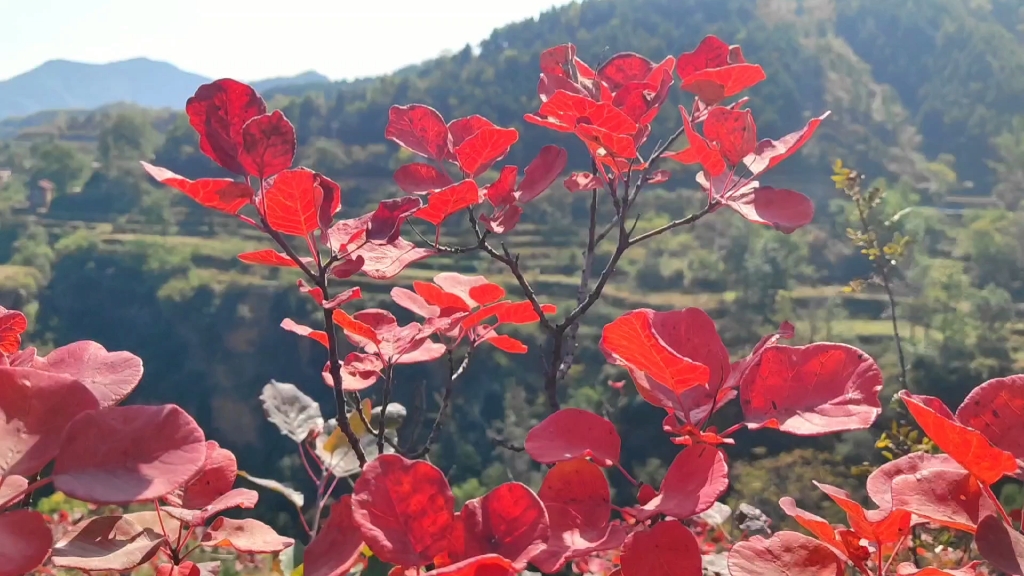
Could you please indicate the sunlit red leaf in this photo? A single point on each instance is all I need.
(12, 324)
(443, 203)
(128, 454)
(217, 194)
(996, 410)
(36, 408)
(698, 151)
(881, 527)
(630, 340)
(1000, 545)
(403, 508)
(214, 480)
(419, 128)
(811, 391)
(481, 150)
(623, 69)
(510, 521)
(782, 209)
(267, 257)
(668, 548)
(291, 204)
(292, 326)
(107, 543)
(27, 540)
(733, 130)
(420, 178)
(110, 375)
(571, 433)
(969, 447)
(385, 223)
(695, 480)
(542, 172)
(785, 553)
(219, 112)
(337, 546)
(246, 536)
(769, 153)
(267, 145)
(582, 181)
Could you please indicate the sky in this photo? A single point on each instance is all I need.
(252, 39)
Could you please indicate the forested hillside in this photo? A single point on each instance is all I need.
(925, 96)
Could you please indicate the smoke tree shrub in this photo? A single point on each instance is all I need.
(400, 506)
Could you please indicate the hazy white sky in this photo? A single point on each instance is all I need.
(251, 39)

---

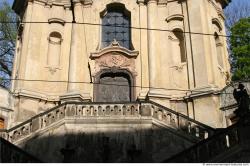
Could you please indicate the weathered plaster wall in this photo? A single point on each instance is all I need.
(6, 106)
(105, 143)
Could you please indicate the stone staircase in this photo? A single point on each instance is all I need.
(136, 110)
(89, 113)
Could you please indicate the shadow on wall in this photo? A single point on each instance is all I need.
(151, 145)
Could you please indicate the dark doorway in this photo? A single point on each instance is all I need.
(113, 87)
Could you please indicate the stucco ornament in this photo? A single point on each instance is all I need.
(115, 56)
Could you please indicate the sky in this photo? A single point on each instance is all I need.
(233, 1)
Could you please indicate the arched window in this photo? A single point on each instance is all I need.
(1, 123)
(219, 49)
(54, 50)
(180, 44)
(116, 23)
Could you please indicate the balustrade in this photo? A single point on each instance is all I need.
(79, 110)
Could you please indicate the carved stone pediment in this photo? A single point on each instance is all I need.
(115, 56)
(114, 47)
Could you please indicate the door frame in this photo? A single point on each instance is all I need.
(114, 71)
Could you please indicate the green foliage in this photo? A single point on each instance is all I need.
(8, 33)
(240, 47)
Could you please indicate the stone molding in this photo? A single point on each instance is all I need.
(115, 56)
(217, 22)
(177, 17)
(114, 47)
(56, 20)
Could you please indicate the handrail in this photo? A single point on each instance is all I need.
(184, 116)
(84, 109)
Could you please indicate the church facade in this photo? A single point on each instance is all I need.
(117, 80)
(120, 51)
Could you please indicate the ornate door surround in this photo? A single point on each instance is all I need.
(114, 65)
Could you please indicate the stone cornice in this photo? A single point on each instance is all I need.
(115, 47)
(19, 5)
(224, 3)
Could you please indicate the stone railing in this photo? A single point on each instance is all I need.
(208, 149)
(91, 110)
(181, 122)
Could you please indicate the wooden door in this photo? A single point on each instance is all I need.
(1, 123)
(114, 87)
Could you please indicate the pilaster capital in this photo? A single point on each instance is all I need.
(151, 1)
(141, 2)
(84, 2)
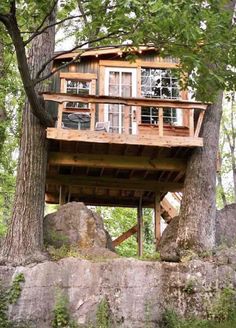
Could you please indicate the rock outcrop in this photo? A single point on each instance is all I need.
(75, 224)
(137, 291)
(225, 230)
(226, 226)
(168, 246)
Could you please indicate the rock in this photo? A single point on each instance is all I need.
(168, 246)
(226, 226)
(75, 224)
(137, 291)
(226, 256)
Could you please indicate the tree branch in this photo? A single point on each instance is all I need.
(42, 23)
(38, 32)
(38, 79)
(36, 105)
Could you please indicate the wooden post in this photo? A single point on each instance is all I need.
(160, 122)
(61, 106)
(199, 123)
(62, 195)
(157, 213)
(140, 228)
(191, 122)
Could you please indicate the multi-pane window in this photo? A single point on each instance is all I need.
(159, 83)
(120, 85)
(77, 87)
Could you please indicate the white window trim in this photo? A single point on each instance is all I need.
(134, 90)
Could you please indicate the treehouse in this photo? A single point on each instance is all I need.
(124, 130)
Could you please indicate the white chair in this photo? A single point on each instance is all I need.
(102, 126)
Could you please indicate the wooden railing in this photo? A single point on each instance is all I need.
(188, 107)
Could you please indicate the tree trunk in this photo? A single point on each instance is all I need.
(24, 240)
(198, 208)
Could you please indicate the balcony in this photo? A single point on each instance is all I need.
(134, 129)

* * *

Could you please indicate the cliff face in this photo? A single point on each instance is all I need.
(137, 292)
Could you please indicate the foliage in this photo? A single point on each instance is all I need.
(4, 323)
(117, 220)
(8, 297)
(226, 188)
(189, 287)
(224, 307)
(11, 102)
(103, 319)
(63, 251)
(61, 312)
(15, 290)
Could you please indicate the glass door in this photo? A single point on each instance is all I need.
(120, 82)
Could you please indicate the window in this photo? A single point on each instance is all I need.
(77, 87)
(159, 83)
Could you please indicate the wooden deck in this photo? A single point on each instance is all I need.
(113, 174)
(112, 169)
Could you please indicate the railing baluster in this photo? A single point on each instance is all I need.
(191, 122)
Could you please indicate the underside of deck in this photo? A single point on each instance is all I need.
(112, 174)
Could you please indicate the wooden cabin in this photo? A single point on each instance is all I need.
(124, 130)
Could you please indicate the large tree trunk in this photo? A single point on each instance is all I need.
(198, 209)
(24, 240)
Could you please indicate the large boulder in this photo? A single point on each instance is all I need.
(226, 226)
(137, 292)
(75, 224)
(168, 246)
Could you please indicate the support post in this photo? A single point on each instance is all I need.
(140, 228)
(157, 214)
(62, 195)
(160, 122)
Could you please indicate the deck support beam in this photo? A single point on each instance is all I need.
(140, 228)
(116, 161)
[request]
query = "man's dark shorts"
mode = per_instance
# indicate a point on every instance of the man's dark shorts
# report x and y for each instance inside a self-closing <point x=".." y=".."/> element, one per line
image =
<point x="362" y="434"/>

▶ [What you are asked to do]:
Find every line of the data that includes the string "shorts". Copy each of those lines.

▶ [Written solution]:
query = "man's dark shorts"
# indicate a point on every instance of the man's dark shorts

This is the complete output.